LISTING:
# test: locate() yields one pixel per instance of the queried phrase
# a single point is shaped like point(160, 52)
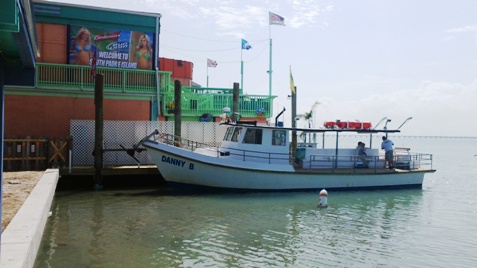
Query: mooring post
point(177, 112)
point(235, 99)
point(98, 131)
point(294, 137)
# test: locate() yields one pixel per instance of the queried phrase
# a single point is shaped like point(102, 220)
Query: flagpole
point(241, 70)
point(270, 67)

---

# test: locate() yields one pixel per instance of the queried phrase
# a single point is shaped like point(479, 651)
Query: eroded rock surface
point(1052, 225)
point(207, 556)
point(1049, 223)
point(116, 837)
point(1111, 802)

--

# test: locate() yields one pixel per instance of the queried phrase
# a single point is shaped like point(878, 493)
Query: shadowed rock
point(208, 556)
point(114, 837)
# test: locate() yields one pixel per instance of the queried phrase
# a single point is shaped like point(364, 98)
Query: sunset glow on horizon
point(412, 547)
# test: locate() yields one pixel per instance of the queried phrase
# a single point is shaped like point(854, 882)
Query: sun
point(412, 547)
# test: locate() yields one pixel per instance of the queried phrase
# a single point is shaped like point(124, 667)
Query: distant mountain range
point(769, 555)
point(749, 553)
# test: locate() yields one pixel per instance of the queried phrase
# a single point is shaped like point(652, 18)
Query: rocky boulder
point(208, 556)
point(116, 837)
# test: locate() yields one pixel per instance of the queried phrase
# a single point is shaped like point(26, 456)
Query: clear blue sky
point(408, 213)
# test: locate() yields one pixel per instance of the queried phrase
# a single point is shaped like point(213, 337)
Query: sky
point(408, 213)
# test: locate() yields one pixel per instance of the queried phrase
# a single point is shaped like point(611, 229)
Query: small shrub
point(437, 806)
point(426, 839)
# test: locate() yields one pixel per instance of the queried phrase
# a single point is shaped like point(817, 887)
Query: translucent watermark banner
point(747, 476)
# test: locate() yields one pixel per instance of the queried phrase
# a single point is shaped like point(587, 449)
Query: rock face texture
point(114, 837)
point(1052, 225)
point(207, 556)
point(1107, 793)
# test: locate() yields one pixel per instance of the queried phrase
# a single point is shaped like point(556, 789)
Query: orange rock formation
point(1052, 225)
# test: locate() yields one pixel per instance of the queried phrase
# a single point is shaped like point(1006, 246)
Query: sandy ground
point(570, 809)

EXERCISE REQUIREMENTS: How many lines of the records above contain the string "translucent" with its case matched? Reply with the number alone.

SOLUTION TO THE PROBLEM: 1